DATASET EXCERPTS:
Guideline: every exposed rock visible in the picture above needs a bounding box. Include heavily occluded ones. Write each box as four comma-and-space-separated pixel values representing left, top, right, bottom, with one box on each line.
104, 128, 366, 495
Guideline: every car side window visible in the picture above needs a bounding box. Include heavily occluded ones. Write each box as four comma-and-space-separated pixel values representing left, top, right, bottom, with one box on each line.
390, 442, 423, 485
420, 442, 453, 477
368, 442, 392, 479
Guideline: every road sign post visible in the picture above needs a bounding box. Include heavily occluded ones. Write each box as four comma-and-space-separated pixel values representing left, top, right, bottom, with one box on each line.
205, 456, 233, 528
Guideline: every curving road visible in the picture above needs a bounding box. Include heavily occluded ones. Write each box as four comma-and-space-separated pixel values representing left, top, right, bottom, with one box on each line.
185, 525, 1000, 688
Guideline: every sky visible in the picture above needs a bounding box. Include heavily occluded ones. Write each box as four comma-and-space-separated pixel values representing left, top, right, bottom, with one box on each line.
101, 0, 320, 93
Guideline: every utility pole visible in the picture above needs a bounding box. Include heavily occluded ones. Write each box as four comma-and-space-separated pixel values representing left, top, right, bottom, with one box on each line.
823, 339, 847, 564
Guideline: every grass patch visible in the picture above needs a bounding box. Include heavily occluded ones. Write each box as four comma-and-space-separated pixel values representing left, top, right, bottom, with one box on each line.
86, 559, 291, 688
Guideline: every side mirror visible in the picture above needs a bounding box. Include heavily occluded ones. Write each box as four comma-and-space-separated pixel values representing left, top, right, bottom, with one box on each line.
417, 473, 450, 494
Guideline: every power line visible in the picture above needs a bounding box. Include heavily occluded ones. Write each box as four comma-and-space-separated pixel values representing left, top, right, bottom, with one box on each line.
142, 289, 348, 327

YOUR GOAL: Convert the items, from their first line through the line containing "101, 0, 320, 93", into a Markdown table with the columns Row and Text. Number each line in Row, put the line itself in Text, and omit any blank lines.

TASK OUTPUT:
| Row | Text |
|---|---|
| 1 | Guideline: every exposed rock visible in the picture above needs a bounding box. Include heavily occluded ones. Write each box as four comma-and-space-separated pixel values representing left, top, right, bottom, with one box on each line. |
| 2 | 104, 128, 366, 495 |
| 3 | Guideline: every car side window visible in the picture above needs a bounding box. Include heavily occluded ones. Write each box as four comma-and-space-separated pixel values representing left, top, right, bottom, with one box on each line. |
| 4 | 390, 442, 423, 485 |
| 5 | 420, 442, 453, 477 |
| 6 | 368, 442, 392, 479 |
| 7 | Guideline: every road sign post visible in the picture above needs a bounding box. Include heavily occluded ones. Write each box as four comma-and-space-separated pixel values representing left, top, right, bottom, with one box on each line. |
| 8 | 205, 456, 233, 528 |
| 9 | Guideline: every curving road visible in the picture above needs a bounding box. Include heavily occluded ones. Write each box as four comma-and-space-separated pixel values representing left, top, right, bottom, with one box on each line. |
| 10 | 185, 525, 1000, 688 |
| 11 | Guideline: every sky visible in the picture above needs a bounding box. Include heavily occluded ones. Write each box as four comma-and-space-separated pixel values representing left, top, right, bottom, with one box on each line. |
| 12 | 101, 0, 320, 93 |